• **Exercise requirements**: Write out the lines of the listing below, starting with the line that contains "form [466, 193]." and going on through the end of the listing, with every line unchanged.
[START OF Excerpted records]
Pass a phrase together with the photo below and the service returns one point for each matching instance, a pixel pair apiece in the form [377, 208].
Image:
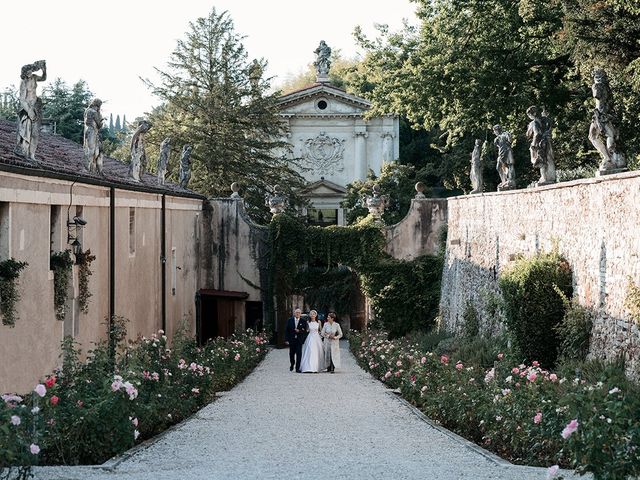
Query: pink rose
[571, 427]
[552, 471]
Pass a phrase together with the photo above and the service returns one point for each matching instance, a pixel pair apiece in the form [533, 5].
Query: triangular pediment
[324, 188]
[308, 101]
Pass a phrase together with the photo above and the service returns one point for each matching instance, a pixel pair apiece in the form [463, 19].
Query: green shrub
[533, 308]
[574, 330]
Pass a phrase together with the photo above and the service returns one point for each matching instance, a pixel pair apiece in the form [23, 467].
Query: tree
[215, 99]
[396, 181]
[66, 105]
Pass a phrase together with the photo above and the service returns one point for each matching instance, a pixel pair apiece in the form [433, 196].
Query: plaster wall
[31, 349]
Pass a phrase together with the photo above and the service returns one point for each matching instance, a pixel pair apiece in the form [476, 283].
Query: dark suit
[296, 339]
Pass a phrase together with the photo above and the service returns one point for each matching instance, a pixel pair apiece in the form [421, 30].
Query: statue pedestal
[610, 171]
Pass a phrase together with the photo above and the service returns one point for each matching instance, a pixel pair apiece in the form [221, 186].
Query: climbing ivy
[9, 295]
[83, 260]
[60, 263]
[328, 265]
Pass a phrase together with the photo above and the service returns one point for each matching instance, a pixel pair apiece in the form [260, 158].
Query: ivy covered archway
[329, 265]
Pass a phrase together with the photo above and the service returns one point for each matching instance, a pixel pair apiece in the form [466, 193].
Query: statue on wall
[163, 159]
[277, 202]
[476, 168]
[505, 159]
[376, 203]
[387, 147]
[92, 146]
[604, 125]
[323, 62]
[539, 132]
[138, 154]
[30, 109]
[185, 166]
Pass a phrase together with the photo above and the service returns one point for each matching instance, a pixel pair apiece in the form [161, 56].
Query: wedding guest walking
[312, 350]
[332, 334]
[295, 335]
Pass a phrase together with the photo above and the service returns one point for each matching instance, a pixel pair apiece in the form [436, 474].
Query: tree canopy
[217, 100]
[472, 64]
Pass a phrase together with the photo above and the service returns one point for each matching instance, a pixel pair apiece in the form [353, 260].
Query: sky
[112, 44]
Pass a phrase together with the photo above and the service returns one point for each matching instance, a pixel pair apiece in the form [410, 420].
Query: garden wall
[END OF Excerpted records]
• **Reply**:
Pass a phrase together with the photo above and the service returns one point for each matching instance, a pixel pair apiece in the form [466, 193].
Query: statue on wall
[163, 159]
[277, 202]
[476, 168]
[505, 159]
[376, 203]
[387, 147]
[92, 146]
[604, 125]
[323, 62]
[539, 132]
[138, 154]
[30, 109]
[185, 166]
Pass a phrase together with the photo above and the service returns one point for each matching instance, a pixel pair apiece in the form [161, 56].
Query: wedding guest walking
[312, 350]
[332, 334]
[295, 335]
Pass a phrase together with the photo above and the service returns one point for each matching instance, a pixel pair apiece in the form [436, 474].
Query: tree canopy
[217, 100]
[472, 64]
Pass a phrase together with the photo above and the service returns one point for each matching instance, a pixel pair apiece in the form [353, 260].
Query: sky
[112, 44]
Pass a phrase together with the photo above and the service returns one point for each matching instance, a pixel pair apiece in the form [410, 420].
Query: garden wall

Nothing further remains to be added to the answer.